Copy all lines holding the word "background" from the entries.

### Dataset
== Segment start ==
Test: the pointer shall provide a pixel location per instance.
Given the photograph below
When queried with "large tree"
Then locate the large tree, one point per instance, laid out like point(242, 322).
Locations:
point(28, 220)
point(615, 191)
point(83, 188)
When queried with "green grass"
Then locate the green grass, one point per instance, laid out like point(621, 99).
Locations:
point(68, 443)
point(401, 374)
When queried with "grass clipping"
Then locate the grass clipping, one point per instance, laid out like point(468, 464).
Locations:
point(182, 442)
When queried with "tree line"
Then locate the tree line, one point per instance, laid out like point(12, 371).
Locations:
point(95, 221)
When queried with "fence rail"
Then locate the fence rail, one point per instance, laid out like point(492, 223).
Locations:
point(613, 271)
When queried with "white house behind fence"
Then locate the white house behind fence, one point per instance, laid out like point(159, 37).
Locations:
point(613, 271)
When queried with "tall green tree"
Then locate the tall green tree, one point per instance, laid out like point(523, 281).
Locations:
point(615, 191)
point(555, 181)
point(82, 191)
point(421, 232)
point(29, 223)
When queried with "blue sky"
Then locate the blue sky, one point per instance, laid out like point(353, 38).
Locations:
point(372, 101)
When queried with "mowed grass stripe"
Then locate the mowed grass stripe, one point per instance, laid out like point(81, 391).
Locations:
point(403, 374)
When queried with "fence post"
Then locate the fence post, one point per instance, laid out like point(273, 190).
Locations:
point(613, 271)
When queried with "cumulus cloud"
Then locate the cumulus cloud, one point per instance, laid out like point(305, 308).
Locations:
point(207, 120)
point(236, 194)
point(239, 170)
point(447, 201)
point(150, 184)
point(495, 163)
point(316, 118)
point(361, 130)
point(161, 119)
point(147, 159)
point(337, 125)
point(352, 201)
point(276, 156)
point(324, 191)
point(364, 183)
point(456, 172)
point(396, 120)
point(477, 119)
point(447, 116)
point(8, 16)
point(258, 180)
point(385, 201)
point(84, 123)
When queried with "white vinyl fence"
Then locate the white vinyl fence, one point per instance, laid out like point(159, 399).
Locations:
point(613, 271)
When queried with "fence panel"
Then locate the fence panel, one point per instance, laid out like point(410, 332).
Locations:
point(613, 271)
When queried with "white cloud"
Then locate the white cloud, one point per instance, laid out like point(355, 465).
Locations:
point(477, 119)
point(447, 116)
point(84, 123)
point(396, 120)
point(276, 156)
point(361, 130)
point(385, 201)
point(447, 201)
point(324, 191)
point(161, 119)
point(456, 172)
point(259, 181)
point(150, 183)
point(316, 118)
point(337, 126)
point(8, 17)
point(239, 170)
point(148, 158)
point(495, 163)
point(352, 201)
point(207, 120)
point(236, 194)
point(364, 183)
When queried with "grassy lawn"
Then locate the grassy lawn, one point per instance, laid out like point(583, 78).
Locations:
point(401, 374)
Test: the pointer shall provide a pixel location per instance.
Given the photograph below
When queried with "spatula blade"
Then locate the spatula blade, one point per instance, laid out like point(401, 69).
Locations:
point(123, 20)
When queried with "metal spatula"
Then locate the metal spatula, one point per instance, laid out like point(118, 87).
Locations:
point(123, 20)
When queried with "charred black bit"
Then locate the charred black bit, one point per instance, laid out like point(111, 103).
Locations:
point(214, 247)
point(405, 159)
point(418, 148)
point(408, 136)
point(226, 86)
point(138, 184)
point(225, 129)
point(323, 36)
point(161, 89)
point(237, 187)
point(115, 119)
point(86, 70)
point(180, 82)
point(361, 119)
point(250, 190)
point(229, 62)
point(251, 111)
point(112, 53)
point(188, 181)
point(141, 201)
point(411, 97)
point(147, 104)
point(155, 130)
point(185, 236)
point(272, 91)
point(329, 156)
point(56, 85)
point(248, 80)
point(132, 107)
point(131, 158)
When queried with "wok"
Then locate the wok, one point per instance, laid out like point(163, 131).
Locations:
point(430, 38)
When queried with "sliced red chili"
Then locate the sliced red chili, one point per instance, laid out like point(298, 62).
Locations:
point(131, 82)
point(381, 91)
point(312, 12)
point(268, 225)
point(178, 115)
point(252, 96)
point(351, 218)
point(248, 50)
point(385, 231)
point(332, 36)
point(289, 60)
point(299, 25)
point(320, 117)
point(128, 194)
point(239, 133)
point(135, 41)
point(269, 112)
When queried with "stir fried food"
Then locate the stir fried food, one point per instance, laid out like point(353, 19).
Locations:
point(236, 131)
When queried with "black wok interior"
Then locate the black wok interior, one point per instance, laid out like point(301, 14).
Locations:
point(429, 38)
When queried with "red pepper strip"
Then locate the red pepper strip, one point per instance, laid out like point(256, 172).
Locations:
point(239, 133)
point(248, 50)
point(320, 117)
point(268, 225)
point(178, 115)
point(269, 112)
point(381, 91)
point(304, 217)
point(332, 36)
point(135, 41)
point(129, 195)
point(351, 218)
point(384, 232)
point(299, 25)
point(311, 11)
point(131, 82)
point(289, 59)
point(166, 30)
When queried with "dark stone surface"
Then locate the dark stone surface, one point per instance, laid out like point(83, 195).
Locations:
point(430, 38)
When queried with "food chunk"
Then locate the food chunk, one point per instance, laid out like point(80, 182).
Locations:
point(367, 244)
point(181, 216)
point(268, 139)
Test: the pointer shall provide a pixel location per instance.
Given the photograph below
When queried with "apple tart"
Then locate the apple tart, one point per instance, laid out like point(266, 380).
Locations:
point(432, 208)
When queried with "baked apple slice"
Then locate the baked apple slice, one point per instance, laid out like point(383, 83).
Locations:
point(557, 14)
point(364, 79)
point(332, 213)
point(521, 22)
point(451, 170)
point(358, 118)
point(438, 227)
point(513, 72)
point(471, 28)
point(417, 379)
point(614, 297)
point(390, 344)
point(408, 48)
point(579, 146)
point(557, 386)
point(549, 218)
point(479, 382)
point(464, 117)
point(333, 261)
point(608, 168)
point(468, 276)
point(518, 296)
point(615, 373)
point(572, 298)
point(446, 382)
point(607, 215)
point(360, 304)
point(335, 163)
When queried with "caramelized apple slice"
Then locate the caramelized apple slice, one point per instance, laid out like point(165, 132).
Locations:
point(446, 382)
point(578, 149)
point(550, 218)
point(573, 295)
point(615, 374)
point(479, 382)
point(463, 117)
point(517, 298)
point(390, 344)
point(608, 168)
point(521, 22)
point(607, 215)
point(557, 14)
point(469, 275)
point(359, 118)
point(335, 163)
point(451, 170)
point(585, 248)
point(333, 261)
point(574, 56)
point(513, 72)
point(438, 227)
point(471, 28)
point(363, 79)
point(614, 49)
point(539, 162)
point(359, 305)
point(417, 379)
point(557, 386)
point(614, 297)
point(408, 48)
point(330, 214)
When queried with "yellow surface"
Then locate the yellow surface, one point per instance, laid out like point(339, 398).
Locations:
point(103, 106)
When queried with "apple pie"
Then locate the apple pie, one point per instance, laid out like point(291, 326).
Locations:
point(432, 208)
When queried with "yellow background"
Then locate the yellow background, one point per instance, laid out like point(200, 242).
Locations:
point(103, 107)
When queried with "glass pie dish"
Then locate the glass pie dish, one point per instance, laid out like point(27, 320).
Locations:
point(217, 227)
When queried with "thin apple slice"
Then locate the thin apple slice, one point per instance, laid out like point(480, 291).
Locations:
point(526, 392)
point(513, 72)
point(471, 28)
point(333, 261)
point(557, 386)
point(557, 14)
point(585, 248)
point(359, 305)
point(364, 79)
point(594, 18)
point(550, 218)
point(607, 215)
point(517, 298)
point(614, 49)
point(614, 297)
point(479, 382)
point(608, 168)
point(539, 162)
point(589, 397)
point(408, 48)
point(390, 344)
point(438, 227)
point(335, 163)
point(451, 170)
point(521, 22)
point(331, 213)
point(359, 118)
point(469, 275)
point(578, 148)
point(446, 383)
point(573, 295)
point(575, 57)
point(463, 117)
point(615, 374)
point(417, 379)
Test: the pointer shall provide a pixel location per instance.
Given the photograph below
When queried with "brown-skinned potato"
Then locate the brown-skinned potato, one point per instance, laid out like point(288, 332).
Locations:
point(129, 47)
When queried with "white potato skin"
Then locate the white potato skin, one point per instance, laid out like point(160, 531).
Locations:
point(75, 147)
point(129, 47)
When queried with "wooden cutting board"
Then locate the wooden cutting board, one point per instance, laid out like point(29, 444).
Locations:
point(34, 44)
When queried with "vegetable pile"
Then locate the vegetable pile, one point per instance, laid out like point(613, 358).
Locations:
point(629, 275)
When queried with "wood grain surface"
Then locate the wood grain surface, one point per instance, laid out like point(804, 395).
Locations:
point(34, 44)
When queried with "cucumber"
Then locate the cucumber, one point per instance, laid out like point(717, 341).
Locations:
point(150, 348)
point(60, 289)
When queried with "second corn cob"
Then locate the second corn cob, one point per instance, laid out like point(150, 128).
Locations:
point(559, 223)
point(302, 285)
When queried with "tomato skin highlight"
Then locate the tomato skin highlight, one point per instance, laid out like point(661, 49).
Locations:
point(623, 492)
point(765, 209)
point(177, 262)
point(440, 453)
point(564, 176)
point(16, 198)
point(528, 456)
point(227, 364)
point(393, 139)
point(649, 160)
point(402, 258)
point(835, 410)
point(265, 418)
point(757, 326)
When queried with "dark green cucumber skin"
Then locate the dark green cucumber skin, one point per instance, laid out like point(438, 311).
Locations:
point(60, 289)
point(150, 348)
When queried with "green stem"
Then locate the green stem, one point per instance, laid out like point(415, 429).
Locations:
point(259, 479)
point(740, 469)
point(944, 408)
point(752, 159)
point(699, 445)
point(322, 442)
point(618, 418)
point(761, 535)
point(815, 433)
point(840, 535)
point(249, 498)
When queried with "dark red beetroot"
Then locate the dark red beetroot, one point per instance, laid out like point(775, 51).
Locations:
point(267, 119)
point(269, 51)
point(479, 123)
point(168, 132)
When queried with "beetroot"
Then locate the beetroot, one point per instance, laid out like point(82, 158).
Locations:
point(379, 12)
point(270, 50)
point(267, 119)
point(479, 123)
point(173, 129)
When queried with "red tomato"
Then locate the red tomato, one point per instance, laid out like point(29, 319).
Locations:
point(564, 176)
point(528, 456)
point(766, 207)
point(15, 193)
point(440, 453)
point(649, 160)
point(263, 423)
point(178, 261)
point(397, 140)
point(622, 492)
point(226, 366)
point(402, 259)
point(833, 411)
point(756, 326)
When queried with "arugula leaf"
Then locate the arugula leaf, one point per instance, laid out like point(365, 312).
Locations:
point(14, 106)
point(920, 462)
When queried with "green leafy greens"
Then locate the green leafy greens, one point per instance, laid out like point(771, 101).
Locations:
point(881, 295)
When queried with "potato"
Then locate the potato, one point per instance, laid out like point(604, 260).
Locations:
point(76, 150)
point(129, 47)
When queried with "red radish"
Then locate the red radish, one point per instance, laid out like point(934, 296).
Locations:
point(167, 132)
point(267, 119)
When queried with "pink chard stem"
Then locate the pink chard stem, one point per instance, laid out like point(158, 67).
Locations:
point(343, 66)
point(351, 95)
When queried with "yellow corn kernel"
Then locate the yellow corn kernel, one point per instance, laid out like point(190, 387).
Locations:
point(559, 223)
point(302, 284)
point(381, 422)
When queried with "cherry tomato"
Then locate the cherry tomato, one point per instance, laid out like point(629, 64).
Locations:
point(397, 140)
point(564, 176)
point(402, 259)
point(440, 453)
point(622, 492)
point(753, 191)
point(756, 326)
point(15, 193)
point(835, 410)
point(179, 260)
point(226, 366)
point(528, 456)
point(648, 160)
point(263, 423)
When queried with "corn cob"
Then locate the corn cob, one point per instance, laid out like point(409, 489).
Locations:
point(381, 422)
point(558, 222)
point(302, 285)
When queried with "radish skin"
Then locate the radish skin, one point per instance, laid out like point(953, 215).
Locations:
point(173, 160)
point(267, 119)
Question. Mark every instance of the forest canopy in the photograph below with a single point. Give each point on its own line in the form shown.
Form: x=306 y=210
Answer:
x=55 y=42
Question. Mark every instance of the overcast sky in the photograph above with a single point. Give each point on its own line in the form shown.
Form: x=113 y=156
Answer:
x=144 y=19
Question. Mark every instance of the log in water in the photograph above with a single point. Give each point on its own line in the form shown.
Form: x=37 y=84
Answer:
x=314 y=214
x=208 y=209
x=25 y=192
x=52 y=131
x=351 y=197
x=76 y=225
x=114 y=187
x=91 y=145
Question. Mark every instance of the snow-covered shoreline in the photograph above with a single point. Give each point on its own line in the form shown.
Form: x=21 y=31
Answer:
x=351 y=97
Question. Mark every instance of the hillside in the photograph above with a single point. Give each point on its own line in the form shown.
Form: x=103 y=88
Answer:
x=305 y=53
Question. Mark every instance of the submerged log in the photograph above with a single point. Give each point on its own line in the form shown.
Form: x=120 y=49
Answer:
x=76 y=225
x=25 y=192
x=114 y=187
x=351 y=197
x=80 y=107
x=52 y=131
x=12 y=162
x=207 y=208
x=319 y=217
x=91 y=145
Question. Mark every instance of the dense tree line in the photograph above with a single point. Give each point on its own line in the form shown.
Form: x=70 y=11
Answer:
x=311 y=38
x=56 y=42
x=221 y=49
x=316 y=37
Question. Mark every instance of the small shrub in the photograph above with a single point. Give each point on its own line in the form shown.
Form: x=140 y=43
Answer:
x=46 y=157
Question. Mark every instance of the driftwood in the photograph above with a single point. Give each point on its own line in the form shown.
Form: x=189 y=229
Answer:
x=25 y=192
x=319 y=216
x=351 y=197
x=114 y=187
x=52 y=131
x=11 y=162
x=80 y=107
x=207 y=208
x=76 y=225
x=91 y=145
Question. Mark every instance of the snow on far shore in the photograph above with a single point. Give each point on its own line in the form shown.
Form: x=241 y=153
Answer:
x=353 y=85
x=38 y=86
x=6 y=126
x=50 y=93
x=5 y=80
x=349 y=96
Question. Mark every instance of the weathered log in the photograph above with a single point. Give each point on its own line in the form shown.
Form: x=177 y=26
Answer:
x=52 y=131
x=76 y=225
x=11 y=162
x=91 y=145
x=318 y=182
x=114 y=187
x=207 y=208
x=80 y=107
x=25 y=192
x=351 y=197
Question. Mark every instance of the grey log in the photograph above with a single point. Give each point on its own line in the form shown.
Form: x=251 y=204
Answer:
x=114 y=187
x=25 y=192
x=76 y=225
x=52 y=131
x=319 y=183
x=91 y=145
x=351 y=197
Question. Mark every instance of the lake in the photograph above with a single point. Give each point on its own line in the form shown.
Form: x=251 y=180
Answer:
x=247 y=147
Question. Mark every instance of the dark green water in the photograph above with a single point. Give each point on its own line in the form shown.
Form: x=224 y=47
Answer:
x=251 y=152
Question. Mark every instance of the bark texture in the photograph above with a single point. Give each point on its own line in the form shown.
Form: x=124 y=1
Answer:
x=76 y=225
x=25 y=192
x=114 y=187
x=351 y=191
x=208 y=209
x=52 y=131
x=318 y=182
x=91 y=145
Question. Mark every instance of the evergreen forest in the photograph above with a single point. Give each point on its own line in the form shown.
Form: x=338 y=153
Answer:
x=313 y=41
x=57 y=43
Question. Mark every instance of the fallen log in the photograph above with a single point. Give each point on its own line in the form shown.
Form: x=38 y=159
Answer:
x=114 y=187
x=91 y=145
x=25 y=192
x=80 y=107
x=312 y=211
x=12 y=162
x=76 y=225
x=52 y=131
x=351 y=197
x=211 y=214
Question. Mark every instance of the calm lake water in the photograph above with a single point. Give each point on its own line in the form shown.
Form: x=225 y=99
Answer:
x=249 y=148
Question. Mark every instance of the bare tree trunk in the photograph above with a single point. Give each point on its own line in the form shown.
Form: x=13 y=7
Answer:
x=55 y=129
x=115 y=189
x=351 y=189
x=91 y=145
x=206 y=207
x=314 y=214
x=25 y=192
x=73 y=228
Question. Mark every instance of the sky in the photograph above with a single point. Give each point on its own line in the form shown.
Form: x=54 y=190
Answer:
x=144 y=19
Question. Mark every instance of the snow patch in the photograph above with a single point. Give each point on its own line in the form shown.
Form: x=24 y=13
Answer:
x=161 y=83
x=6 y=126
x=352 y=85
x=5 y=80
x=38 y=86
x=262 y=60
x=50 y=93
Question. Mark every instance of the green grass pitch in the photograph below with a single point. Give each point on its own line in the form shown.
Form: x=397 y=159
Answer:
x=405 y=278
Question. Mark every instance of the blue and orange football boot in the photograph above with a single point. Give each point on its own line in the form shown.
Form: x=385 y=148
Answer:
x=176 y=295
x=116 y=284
== Segment end ==
### Answer for this exercise
When queried with "yellow background"
Then locate the yellow background, one point per instance, laid out like point(200, 242).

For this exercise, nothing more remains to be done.